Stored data
__________
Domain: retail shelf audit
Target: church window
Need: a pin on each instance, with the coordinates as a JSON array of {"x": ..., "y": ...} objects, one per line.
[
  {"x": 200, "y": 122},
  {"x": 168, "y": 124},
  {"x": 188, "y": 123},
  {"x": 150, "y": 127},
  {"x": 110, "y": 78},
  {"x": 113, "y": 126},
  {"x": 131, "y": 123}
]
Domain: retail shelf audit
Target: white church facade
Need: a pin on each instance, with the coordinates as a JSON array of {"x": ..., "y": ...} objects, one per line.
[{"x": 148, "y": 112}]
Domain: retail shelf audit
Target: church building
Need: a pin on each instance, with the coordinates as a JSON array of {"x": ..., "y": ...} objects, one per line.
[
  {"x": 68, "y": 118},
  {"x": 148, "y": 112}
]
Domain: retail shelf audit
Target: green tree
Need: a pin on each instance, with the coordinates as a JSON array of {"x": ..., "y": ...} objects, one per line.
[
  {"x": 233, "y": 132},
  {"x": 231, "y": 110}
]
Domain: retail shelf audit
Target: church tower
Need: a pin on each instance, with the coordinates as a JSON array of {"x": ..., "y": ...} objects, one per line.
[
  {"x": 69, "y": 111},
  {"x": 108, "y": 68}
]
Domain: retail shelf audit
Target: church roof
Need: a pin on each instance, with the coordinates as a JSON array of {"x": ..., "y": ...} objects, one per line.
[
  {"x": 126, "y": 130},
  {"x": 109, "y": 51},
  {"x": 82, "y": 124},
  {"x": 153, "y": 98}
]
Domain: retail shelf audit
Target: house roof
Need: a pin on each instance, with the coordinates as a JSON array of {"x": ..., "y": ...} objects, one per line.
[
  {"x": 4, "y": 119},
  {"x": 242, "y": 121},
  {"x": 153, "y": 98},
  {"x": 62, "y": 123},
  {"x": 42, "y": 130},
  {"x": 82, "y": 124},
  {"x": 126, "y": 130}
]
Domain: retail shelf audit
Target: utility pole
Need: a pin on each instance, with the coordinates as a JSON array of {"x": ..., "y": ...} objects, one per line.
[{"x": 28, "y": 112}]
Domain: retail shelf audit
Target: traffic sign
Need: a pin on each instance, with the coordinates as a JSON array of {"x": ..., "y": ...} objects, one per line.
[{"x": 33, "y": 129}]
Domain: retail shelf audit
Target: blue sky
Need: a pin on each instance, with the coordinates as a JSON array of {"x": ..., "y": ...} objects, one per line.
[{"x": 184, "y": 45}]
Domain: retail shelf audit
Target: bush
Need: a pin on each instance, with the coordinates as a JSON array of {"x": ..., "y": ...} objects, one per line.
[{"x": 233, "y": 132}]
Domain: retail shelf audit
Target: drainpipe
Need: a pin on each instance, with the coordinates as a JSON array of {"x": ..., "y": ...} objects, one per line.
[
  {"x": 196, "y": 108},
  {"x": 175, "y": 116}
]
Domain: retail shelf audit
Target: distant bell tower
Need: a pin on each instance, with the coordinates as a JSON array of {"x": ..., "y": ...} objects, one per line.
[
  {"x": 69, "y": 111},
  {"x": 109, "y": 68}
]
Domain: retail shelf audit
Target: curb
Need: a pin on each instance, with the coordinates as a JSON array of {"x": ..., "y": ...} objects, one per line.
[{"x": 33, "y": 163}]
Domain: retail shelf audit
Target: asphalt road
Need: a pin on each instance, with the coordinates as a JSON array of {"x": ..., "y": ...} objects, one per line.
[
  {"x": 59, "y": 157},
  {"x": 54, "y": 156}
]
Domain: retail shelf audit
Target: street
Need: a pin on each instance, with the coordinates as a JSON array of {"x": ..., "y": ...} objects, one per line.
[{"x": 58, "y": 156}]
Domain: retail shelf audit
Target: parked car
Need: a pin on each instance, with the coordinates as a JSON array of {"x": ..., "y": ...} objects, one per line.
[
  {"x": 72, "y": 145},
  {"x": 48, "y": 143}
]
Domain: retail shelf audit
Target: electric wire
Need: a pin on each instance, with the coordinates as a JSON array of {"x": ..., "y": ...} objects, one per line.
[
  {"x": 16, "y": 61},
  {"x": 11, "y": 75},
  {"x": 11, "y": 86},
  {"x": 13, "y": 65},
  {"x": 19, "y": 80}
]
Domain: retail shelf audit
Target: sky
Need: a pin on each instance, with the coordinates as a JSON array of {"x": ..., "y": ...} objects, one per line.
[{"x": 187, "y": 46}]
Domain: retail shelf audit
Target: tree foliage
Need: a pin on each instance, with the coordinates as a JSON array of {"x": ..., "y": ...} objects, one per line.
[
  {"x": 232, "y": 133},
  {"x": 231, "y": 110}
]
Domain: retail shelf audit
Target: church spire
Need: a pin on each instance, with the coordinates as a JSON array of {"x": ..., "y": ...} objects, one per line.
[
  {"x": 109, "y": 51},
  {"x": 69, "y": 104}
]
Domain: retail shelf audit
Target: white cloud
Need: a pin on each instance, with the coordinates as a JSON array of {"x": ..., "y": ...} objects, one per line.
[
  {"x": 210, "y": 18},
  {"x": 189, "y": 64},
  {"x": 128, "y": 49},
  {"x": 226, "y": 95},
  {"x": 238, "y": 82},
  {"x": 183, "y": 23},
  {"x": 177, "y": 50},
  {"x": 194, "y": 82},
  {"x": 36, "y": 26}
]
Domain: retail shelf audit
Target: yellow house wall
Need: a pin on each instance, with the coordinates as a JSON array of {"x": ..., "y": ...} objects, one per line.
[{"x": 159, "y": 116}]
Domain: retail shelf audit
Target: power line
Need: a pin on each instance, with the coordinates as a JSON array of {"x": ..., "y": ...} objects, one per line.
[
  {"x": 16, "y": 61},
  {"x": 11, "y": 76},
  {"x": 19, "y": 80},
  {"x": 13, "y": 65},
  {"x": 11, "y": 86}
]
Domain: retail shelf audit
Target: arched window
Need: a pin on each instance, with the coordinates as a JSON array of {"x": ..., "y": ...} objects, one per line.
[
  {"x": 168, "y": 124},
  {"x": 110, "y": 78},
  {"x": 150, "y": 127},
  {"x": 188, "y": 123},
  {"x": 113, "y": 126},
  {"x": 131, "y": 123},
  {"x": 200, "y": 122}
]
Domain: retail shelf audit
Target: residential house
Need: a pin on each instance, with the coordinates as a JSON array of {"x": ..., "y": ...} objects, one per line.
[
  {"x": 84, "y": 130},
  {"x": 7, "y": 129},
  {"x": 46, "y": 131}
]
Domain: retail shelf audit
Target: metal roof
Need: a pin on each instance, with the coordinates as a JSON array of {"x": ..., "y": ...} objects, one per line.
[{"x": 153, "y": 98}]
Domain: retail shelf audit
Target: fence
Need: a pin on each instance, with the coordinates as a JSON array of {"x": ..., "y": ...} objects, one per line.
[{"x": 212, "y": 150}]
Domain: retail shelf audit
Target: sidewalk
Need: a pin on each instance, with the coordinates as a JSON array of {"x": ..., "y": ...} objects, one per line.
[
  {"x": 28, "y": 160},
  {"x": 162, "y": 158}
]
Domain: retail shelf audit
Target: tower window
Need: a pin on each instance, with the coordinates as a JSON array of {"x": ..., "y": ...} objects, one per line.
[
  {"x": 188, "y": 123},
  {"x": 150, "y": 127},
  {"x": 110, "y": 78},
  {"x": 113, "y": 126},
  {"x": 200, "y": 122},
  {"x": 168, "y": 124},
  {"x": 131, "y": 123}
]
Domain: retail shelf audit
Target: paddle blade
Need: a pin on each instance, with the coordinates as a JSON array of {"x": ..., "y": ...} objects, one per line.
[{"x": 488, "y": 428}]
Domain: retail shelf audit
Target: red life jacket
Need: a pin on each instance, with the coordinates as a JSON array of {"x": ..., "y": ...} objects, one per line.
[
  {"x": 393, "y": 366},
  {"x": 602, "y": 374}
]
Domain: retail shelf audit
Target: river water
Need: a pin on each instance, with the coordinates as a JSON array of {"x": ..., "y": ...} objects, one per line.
__________
List every line of the listing above that contains the word "church", matching case exactly.

Target: church window
Target: white church facade
Target: church building
Target: church tower
Target: church roof
Target: church spire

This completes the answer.